* PROVIDED RECORDS:
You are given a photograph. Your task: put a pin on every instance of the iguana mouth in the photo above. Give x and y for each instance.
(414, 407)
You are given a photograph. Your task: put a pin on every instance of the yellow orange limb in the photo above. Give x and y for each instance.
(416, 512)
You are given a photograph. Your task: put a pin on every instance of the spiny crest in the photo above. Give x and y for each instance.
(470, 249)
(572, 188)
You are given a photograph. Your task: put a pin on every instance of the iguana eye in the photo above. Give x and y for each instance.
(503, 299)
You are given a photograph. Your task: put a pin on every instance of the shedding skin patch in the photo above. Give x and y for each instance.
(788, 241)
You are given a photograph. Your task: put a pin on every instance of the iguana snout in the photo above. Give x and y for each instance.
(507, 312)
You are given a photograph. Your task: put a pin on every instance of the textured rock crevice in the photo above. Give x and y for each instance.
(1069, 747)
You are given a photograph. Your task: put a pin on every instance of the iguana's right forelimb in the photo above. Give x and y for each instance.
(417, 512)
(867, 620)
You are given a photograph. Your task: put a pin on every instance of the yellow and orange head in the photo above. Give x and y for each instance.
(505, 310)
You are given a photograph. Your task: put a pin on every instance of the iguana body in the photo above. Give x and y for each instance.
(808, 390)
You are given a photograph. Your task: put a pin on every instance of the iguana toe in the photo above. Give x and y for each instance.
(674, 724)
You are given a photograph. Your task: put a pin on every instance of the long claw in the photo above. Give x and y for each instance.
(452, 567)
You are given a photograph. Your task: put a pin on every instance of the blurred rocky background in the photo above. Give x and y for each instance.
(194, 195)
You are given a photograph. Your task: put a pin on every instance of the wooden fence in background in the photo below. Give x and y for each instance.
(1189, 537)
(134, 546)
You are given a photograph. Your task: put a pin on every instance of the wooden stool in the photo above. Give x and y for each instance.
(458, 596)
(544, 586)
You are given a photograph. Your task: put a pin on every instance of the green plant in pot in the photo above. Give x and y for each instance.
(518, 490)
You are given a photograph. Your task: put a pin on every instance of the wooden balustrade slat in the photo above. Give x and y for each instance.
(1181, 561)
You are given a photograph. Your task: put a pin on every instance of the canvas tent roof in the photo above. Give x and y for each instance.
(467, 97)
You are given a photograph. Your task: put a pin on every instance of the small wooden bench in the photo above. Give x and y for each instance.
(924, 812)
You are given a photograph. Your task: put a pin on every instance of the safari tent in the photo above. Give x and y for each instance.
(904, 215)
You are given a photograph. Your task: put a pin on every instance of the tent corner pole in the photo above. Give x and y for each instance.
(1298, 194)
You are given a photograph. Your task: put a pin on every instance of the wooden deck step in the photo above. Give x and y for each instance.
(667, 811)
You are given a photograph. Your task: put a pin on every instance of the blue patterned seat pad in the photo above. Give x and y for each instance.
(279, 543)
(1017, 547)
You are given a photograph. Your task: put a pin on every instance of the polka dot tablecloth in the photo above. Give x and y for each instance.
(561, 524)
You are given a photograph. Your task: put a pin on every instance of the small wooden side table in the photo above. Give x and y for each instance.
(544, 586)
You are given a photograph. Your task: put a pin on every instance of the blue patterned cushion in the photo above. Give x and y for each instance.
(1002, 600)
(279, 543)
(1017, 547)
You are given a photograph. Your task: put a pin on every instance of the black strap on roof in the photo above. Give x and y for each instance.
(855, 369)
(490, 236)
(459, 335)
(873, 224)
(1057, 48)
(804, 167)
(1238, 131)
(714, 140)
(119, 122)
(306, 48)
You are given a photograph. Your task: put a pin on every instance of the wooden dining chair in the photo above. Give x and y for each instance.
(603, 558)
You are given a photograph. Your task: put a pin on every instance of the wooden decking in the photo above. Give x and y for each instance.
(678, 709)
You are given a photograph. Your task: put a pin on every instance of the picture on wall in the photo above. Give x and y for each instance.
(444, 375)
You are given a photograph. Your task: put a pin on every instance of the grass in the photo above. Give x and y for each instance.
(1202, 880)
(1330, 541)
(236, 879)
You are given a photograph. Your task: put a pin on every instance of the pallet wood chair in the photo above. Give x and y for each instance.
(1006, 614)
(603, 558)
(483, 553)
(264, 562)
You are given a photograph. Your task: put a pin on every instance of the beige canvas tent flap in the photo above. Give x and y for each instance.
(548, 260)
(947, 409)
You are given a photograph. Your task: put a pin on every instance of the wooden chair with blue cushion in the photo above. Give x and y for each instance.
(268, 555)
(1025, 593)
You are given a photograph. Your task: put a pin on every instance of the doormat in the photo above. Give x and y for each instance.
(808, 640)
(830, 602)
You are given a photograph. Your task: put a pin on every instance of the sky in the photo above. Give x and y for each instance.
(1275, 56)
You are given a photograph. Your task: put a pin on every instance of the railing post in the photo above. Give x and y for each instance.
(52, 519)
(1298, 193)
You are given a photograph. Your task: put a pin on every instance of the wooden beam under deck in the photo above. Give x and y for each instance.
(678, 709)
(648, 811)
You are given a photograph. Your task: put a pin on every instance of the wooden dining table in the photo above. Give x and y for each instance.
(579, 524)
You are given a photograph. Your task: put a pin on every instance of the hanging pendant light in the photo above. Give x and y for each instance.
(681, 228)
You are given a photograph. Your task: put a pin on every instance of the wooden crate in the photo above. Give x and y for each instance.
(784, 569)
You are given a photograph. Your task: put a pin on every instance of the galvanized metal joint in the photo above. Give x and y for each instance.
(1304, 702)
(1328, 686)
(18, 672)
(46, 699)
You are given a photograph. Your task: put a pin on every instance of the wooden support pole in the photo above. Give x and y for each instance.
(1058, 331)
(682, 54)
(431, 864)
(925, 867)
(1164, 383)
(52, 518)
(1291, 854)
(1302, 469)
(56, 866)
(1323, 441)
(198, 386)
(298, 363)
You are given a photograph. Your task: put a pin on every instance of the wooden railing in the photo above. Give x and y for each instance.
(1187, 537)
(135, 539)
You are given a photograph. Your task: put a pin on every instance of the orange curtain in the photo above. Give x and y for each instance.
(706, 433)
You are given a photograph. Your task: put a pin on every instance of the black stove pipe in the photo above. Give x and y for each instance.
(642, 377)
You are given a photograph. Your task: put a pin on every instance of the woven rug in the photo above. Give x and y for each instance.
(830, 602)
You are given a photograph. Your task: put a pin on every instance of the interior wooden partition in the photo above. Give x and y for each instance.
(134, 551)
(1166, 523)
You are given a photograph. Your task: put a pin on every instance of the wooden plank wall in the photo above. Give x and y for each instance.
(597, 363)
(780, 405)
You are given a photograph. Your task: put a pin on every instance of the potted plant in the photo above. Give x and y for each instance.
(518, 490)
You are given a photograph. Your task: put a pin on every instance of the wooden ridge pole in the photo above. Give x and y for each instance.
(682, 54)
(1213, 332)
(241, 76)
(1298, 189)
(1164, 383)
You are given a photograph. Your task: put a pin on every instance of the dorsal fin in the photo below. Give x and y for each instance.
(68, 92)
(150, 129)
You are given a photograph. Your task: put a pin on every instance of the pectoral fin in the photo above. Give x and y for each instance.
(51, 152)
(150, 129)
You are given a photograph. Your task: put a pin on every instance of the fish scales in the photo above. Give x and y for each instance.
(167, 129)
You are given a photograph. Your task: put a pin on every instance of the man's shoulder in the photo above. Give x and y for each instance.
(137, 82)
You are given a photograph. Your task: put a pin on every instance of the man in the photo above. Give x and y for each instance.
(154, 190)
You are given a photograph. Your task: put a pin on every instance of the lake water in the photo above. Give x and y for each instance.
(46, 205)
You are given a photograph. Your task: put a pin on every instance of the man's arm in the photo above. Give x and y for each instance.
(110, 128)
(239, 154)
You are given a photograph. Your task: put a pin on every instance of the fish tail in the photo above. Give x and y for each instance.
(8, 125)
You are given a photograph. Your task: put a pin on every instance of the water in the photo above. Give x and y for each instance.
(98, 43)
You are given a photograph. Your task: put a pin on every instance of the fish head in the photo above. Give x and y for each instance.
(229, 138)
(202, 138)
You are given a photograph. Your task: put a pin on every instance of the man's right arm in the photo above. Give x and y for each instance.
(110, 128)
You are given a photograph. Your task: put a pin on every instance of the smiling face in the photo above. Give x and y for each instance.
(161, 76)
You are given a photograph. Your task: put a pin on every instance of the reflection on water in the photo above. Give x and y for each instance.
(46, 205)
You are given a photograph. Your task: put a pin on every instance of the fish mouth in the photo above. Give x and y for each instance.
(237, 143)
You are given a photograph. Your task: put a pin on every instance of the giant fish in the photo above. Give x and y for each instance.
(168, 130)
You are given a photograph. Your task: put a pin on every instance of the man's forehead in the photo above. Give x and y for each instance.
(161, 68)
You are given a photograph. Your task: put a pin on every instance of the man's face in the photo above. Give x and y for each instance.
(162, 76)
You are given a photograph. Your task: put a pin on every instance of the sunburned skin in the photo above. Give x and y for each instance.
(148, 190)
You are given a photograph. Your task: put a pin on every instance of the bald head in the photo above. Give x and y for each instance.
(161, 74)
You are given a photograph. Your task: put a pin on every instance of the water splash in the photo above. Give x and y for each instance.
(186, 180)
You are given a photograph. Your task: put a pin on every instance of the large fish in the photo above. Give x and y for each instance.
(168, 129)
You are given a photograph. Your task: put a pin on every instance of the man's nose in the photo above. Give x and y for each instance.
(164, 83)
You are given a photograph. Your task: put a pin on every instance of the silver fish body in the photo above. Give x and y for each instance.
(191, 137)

* TASK GOAL: Quote the items above word for word, starting at the line that contains "of the silver" and ending with the last line of the items.

* SOLUTION FOR THIS PROBLEM:
You are given a photograph. Your task: put a pin on every instance of the silver fish body in the photo above. Give x and y for each instance.
(191, 137)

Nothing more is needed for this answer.